━━ Article
Rahul Subramaniam: Yeah.

Hilary Doyle: Yes. But I have a problem with that because especially for Rahul, who is currently living in India, cattle are holy.

This is AWS Insiders, an original podcast from CloudFix, bringing you what you need to know about AWS through the people and the companies that know it best. CloudFix is the nonstop automated way to find and fix AWS recommended savings opportunities. It never stops. I’m Hilary Doyle. I’m the co-founder of Wealthy Works Daily.

Rahul Subramaniam: And I’m Rahul Subramaniam. I’m the founder of CloudFix.

Hilary Doyle: Rahul, we are talking about infrastructure as code today. I’m extremely excited, so don’t get me wrong. I am looking forward to the show, but I’m also wondering if this might be our shortest episode ever.

Rahul Subramaniam: That would be an absolute shock to me, Hilary. But again, I like efficiency. So what have you got?

Hilary Doyle: Okay. Well, thank you for letting me continue. The thing about IaC seems to be, from my layperson’s perspective, that it’s a pretty complicated DevOps approach that sort of masquerades as an easy fix. I say this because I have read a lot of not so subtle cries for help from engineers who are saying, “Everybody else seems to be having a really easy time with this. So what am I doing wrong?”
━━━━
━━ Data in this exercise
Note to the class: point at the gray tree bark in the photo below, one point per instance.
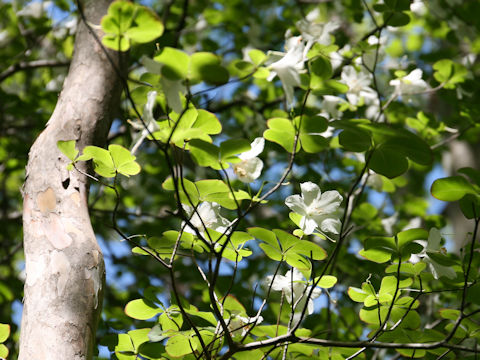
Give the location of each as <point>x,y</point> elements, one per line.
<point>64,263</point>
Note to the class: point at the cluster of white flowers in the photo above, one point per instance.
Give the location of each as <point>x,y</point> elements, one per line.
<point>294,287</point>
<point>250,168</point>
<point>409,84</point>
<point>318,211</point>
<point>291,63</point>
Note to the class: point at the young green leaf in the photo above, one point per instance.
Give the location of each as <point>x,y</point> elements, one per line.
<point>68,149</point>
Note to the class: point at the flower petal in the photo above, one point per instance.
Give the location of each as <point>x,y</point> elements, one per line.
<point>331,225</point>
<point>310,192</point>
<point>434,239</point>
<point>309,225</point>
<point>296,204</point>
<point>248,170</point>
<point>330,201</point>
<point>256,149</point>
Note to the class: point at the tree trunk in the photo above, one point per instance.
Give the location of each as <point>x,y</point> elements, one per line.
<point>64,264</point>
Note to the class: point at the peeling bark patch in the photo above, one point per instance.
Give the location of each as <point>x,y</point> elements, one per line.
<point>46,200</point>
<point>65,183</point>
<point>55,232</point>
<point>94,283</point>
<point>75,198</point>
<point>35,269</point>
<point>60,267</point>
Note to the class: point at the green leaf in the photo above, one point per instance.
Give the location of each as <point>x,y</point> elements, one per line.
<point>147,27</point>
<point>311,128</point>
<point>3,351</point>
<point>449,73</point>
<point>138,337</point>
<point>102,160</point>
<point>473,175</point>
<point>124,348</point>
<point>451,188</point>
<point>386,161</point>
<point>68,149</point>
<point>171,319</point>
<point>141,309</point>
<point>396,19</point>
<point>188,191</point>
<point>175,63</point>
<point>115,24</point>
<point>356,294</point>
<point>327,281</point>
<point>282,132</point>
<point>180,345</point>
<point>470,206</point>
<point>356,140</point>
<point>206,67</point>
<point>232,147</point>
<point>204,153</point>
<point>327,87</point>
<point>4,332</point>
<point>376,255</point>
<point>123,160</point>
<point>407,236</point>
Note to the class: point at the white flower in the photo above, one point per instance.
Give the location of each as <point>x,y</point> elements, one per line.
<point>337,57</point>
<point>294,282</point>
<point>250,168</point>
<point>149,121</point>
<point>358,85</point>
<point>418,7</point>
<point>4,37</point>
<point>206,216</point>
<point>410,84</point>
<point>432,245</point>
<point>239,325</point>
<point>318,210</point>
<point>314,30</point>
<point>330,107</point>
<point>35,9</point>
<point>288,68</point>
<point>371,56</point>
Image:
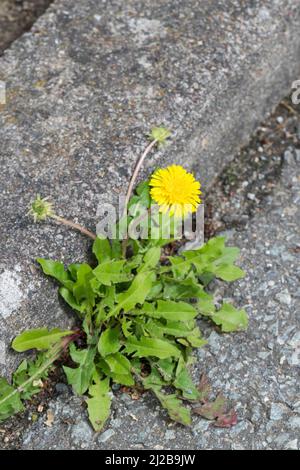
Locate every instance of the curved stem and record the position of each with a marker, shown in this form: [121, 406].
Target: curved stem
[79, 227]
[136, 171]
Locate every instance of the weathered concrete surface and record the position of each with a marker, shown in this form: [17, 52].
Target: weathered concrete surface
[258, 370]
[85, 86]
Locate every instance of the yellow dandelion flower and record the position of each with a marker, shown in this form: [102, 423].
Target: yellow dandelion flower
[175, 190]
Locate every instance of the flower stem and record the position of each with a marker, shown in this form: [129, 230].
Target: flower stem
[137, 168]
[62, 220]
[134, 176]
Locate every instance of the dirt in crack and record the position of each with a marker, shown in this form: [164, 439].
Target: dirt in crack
[17, 16]
[244, 186]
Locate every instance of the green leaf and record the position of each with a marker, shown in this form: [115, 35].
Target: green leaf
[205, 304]
[184, 382]
[172, 328]
[10, 401]
[154, 379]
[166, 368]
[228, 272]
[102, 249]
[99, 403]
[175, 311]
[28, 369]
[109, 341]
[82, 289]
[145, 347]
[56, 269]
[186, 289]
[151, 259]
[73, 268]
[118, 368]
[80, 377]
[230, 319]
[118, 363]
[136, 294]
[160, 134]
[111, 272]
[174, 407]
[39, 339]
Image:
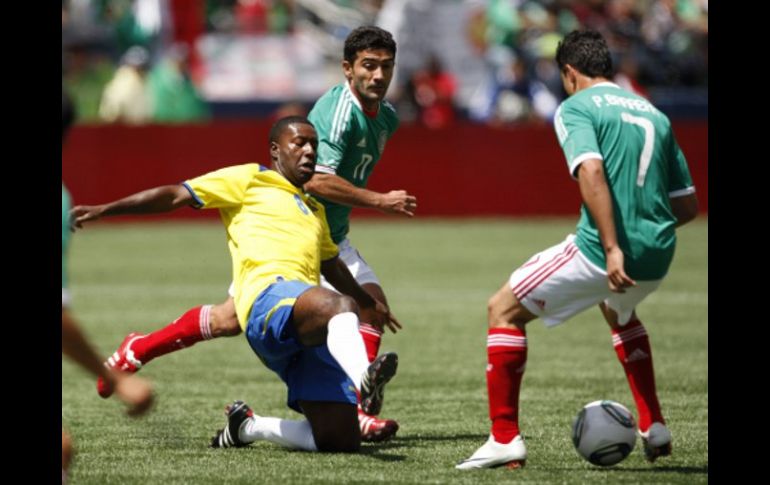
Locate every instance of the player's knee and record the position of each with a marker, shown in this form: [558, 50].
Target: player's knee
[344, 304]
[223, 321]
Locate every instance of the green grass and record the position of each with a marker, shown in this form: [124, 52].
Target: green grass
[438, 276]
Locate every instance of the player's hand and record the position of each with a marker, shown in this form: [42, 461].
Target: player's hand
[617, 279]
[84, 213]
[135, 392]
[380, 316]
[398, 202]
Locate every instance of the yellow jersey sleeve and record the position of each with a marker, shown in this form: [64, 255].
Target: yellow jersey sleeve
[225, 187]
[328, 248]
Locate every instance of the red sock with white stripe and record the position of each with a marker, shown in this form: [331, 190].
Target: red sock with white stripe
[187, 330]
[507, 358]
[372, 337]
[633, 349]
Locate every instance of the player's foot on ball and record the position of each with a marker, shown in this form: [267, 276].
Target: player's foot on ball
[656, 442]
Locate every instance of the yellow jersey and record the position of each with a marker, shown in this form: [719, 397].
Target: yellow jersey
[273, 229]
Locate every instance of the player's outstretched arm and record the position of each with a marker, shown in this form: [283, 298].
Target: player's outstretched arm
[160, 199]
[372, 311]
[335, 188]
[596, 196]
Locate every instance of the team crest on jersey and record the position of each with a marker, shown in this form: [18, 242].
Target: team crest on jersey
[312, 203]
[381, 140]
[301, 204]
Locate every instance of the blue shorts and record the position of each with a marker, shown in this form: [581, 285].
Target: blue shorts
[310, 373]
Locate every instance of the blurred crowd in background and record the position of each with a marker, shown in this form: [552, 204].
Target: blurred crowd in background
[489, 61]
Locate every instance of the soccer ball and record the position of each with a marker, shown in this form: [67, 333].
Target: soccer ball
[604, 432]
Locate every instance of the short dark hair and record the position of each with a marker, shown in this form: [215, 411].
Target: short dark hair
[283, 123]
[586, 51]
[67, 113]
[368, 37]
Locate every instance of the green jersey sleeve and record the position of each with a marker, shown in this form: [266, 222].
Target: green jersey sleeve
[577, 135]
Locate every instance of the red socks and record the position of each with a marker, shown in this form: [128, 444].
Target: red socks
[633, 349]
[185, 331]
[507, 357]
[372, 337]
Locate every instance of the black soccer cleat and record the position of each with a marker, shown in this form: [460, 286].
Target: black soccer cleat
[380, 371]
[237, 414]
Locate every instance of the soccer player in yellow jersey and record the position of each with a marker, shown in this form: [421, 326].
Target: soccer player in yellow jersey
[353, 122]
[280, 244]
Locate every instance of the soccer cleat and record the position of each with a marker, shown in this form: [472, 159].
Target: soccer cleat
[379, 372]
[237, 414]
[375, 430]
[656, 442]
[493, 454]
[123, 359]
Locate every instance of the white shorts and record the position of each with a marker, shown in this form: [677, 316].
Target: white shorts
[362, 272]
[561, 282]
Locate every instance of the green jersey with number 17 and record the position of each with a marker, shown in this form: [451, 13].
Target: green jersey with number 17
[643, 165]
[350, 145]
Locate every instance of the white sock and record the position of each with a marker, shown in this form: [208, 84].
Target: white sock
[284, 432]
[347, 346]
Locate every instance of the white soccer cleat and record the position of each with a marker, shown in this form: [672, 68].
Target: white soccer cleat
[492, 454]
[656, 441]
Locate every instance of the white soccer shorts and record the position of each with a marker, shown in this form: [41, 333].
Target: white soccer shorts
[561, 282]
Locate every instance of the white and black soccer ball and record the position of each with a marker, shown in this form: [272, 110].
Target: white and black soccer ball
[604, 432]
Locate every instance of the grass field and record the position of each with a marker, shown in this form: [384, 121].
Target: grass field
[438, 276]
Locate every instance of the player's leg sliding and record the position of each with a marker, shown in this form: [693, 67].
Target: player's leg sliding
[507, 357]
[137, 350]
[244, 427]
[373, 429]
[372, 337]
[632, 346]
[347, 348]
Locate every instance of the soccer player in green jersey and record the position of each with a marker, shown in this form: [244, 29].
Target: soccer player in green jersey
[132, 390]
[636, 188]
[353, 123]
[306, 334]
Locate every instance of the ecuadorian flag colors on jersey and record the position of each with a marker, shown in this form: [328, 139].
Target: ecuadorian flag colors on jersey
[273, 229]
[644, 167]
[350, 145]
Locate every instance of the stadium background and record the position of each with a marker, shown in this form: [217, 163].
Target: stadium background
[475, 91]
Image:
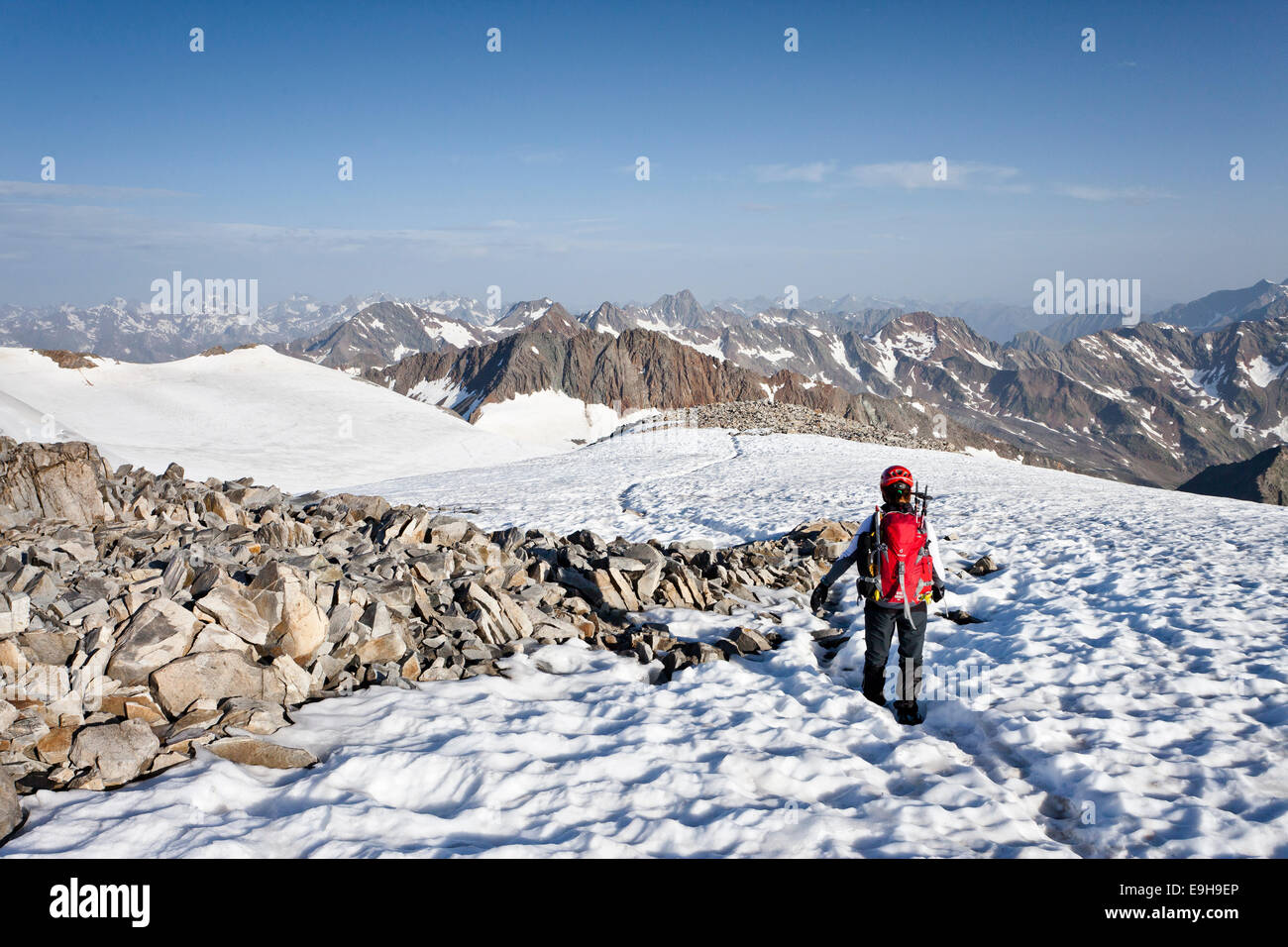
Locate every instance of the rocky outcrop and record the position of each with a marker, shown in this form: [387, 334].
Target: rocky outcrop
[11, 812]
[1262, 478]
[51, 482]
[197, 615]
[638, 368]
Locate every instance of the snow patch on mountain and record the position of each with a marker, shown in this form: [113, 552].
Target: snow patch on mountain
[248, 412]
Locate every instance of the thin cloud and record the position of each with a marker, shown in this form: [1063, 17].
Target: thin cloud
[917, 174]
[812, 172]
[1125, 195]
[82, 192]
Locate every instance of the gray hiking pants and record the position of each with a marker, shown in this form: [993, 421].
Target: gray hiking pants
[879, 628]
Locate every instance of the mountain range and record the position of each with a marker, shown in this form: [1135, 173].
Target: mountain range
[1196, 385]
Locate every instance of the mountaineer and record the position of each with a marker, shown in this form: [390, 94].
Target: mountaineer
[900, 567]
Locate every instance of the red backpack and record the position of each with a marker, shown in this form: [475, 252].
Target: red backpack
[901, 554]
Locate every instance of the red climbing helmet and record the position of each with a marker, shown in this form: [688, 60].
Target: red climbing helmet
[897, 483]
[897, 474]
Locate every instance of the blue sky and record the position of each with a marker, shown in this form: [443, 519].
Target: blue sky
[516, 167]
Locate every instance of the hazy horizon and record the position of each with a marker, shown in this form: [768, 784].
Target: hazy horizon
[518, 167]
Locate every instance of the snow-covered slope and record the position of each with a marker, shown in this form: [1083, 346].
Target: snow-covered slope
[252, 412]
[1125, 694]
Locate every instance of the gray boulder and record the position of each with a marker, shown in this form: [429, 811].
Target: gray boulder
[158, 634]
[116, 751]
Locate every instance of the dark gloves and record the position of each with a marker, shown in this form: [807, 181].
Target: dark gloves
[818, 596]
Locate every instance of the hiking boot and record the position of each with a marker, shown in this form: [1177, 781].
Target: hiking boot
[907, 712]
[874, 685]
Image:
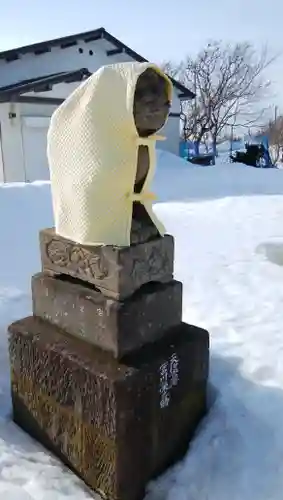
━━━━
## Short problem 1
Extract the portion of the podcast transcript that begins with the words containing "Rahul Subramaniam: Yeah." and ends with "Wealthy Works Daily.".
## Short problem 2
In the entries, switch "peeling bark patch" to "flaking bark patch" within the part that opens with the line containing "Note to the class: point at the peeling" and closes with the line containing "<point>60,267</point>". Return only those lines, leaving everything else unchanged.

## Correct answer 1
Rahul Subramaniam: Yeah.

Hilary Doyle: Yes. But I have a problem with that because especially for Rahul, who is currently living in India, cattle are holy.

This is AWS Insiders, an original podcast from CloudFix, bringing you what you need to know about AWS through the people and the companies that know it best. CloudFix is the nonstop automated way to find and fix AWS recommended savings opportunities. It never stops. I’m Hilary Doyle. I’m the co-founder of Wealthy Works Daily.

## Correct answer 2
Note to the class: point at the flaking bark patch in the photo above, one point per instance.
Give the location of each as <point>x,y</point> elements, one per line.
<point>46,200</point>
<point>65,183</point>
<point>55,232</point>
<point>94,283</point>
<point>75,198</point>
<point>35,269</point>
<point>60,267</point>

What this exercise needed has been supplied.